----- Provided records -----

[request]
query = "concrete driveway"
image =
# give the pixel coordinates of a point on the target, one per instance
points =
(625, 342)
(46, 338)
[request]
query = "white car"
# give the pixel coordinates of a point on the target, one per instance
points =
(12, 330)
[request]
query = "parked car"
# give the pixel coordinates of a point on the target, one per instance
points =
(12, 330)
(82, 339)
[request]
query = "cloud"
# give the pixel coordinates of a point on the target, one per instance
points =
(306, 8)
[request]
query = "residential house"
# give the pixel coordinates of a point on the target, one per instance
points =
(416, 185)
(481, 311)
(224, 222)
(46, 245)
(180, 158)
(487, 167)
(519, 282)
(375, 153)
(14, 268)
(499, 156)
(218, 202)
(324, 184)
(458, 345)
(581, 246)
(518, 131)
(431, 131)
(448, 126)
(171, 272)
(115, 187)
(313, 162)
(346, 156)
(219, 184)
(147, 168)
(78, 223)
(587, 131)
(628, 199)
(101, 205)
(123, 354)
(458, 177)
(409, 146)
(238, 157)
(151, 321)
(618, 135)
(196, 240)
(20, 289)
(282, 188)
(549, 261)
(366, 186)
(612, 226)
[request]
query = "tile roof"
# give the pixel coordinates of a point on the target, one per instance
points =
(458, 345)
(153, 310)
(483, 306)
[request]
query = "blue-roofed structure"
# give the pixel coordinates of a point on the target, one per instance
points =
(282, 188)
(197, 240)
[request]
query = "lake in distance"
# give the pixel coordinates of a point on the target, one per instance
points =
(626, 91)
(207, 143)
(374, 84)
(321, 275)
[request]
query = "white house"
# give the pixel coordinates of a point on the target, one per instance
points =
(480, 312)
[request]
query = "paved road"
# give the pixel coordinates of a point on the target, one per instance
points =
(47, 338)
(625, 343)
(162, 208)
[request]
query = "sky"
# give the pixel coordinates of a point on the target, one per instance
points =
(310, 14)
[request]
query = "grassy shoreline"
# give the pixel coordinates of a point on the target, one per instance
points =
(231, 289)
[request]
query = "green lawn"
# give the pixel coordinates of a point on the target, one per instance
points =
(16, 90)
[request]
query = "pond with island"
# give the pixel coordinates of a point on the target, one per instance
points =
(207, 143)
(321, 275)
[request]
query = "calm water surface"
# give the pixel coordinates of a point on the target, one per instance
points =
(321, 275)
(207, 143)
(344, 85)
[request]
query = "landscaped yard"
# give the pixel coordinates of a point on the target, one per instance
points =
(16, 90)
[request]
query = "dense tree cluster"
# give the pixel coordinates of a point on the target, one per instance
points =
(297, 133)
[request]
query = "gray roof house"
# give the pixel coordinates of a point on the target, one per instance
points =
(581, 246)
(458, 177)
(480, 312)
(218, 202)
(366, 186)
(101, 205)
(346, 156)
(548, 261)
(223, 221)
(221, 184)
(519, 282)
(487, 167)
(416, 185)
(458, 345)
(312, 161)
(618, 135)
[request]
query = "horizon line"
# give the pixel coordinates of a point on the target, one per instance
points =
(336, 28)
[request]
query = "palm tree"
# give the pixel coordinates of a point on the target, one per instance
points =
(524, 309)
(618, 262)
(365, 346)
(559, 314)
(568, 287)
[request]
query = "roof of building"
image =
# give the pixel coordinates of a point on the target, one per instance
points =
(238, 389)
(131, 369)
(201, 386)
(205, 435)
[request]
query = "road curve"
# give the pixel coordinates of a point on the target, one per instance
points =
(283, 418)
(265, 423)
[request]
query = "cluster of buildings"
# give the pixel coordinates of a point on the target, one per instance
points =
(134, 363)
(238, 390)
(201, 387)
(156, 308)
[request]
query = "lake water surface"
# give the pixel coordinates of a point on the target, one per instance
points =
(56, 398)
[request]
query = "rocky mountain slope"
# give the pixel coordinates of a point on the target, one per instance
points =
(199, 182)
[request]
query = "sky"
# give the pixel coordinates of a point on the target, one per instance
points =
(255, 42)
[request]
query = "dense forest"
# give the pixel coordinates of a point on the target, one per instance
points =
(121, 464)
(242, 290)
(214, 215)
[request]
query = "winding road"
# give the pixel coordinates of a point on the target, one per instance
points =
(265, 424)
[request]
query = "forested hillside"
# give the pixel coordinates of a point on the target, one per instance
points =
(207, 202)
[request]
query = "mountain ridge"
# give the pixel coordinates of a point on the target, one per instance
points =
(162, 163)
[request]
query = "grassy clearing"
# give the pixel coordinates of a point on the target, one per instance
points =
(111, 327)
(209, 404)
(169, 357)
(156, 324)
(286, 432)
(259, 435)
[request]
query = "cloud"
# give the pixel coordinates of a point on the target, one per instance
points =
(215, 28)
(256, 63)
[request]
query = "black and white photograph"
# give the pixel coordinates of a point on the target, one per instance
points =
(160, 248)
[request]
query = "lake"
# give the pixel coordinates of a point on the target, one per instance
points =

-----

What the task asks
Set down all of the entries exactly, please.

The completed task
[request]
query = "concrete driveway"
image =
# give the pixel coordinates of a point on the target, one per instance
points =
(625, 342)
(46, 338)
[request]
query = "white car"
# give the pixel coordinates of a point on the target, one per instance
points =
(12, 330)
[request]
query = "parked car"
# give the pixel coordinates of a point on the target, one per instance
points =
(12, 330)
(82, 339)
[request]
query = "cloud"
# give the pixel coordinates of a point on the target, one per instance
points =
(306, 8)
[request]
query = "residential house"
# give the pixel coordinates of a point on the target, one per instance
points =
(416, 185)
(481, 311)
(224, 222)
(46, 245)
(180, 158)
(487, 167)
(519, 282)
(375, 153)
(14, 268)
(499, 156)
(218, 202)
(324, 184)
(458, 345)
(581, 246)
(518, 131)
(431, 131)
(448, 126)
(171, 272)
(115, 187)
(313, 162)
(346, 156)
(219, 184)
(147, 168)
(78, 223)
(587, 131)
(628, 199)
(101, 205)
(123, 354)
(458, 177)
(409, 146)
(238, 157)
(151, 321)
(618, 135)
(196, 240)
(20, 289)
(282, 188)
(549, 261)
(366, 186)
(612, 226)
[request]
query = "tile roof"
# give the pixel coordinates of a point on the target, one per instance
points =
(458, 345)
(153, 310)
(483, 306)
[request]
query = "blue-roofed structure"
# give the pixel coordinates of a point on the target, one per instance
points =
(282, 188)
(197, 240)
[request]
query = "lake in distance"
# give the pixel coordinates of a point on the target, one per instance
points =
(626, 91)
(207, 143)
(374, 84)
(321, 275)
[request]
query = "white house"
# give the pixel coordinates of a point on the target, one per instance
points =
(480, 312)
[request]
query = "paved road"
# give the pixel coordinates of a point on the target, one per instance
points =
(47, 338)
(625, 343)
(162, 208)
[request]
query = "sky"
# give the pixel coordinates of a point on the target, one per instance
points =
(310, 14)
[request]
query = "grassy shoreline"
# give the pixel coordinates of a point on the target, one per instance
points =
(231, 289)
[request]
query = "green lawn"
# give the pixel coordinates of a point on the target, one per instance
points =
(16, 90)
[request]
query = "pond with island"
# give the pixel coordinates of a point on the target, one per instance
points =
(207, 143)
(321, 275)
[request]
query = "calm water surface"
# give the pixel coordinates of a point on the target, one per instance
points =
(321, 275)
(207, 143)
(344, 85)
[request]
query = "landscaped yard"
# give the pixel coordinates of a point on the target, one per instance
points =
(16, 90)
[request]
query = "dense tree cluster"
# give the pixel coordinates of a point on the target, one per instance
points =
(297, 133)
[request]
query = "gray roof house"
# give the pixel coordinates of a point on the target, one per instance
points =
(581, 246)
(458, 177)
(480, 312)
(218, 202)
(366, 186)
(101, 205)
(346, 156)
(548, 261)
(223, 221)
(221, 184)
(519, 282)
(487, 167)
(416, 185)
(458, 345)
(312, 161)
(618, 135)
[request]
query = "horizon line"
# give the pixel coordinates of a point on the target, one per instance
points =
(336, 28)
[request]
query = "palm tree"
# give the pixel coordinates of a point on the target, one per instance
points =
(524, 309)
(618, 262)
(365, 346)
(559, 314)
(568, 287)
[request]
query = "roof of building"
image =
# give the pixel coordinates of a point on the target, one per instance
points =
(238, 389)
(131, 369)
(201, 386)
(205, 435)
[request]
query = "road curve"
# give the pixel coordinates of a point on the target, one per instance
points =
(283, 418)
(265, 423)
[request]
query = "cluster of buildings"
# give the pixel coordinates of a point on the target, one per instance
points =
(134, 363)
(238, 390)
(201, 387)
(156, 308)
[request]
query = "lake water surface"
# give the pixel coordinates of a point on the target, one per instance
points =
(56, 398)
[request]
query = "rocky mountain slope"
# give the pixel coordinates of a point on the target, one per instance
points =
(199, 182)
[request]
query = "sky"
# give the pixel coordinates of a point on the target, one per instance
points =
(255, 42)
[request]
query = "dense forest"
# give the pixel coordinates of a point on the target, one per instance
points =
(121, 464)
(242, 290)
(214, 215)
[request]
query = "winding road"
# give the pixel coordinates of a point on the target, one per instance
points =
(265, 424)
[request]
query = "forested hillside"
# give the pixel coordinates of a point on the target, one per instance
points =
(207, 202)
[request]
query = "mountain ridge"
# give the pixel coordinates of a point on the target, one per instance
points =
(162, 163)
[request]
query = "grassy clearing"
# give the pixel coordinates of a point on the target, one per instance
points =
(111, 327)
(209, 404)
(169, 357)
(156, 324)
(286, 432)
(259, 435)
[request]
query = "cloud"
# give the pixel coordinates of a point on the target, one per instance
points =
(215, 28)
(256, 63)
[request]
query = "black and white photograph"
# give the pixel coordinates of a point on the target, one per instance
points =
(160, 248)
[request]
query = "lake"
# give the pixel coordinates of a point on the target, one per instance
points =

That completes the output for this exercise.